Hier erleben wir die Brüder ganz anders als zu Beginn der Geschichte: es spricht „einer nach dem anderen“, niemand legt besonderen Wert darauf, der Erste zu sein. Selbst das Suchen um ihre Teller und Becher findet ohne Gerangel statt. Es scheint ganz, als würden sie gemeinschaftlich miteinander essen und einander zuhören, ohne Hast und ohne Sorge um die Rangfolge.

Und wie der siebente auf den Grund des Bechers kam, rollte ihm das Ringlein entgegen. Da sah er es an und erkannte, daß es ein Ring von Vater und Mutter war, und sprach: „Gott gebe, unser Schwesterlein wäre da, so wären wir erlöst.“ Wie das Mädchen, das hinter der Türe stand und lauschte, den Wunsch hörte, so trat es hervor, und da bekamen alle die Raben ihre menschliche Gestalt wieder.

__________

▸ Aufgabenstellung
Übertragen Sie den Satz „Und wie der siebente auf den Grund des Bechers kam, rollte ihm das Ringlein entgegen.“ aus dem Textauszug ins Englische.

▸ Erfasste Daten

__________

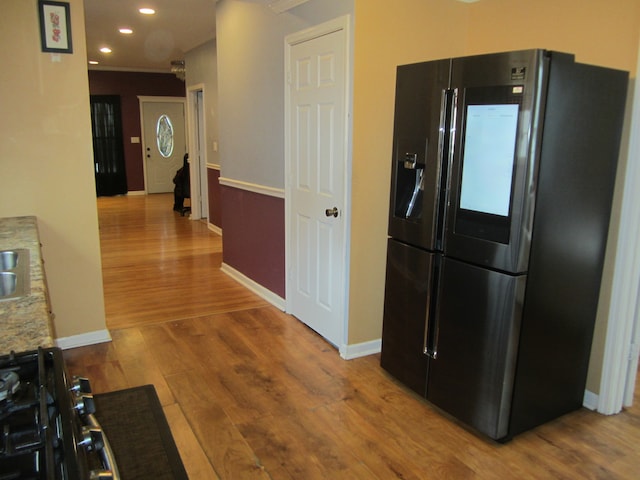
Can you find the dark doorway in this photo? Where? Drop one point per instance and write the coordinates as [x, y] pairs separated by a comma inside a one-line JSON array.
[[108, 148]]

__________

▸ Vollständige Lösung
And when the seventh reached the bottom of his cup, the little ring rolled toward him.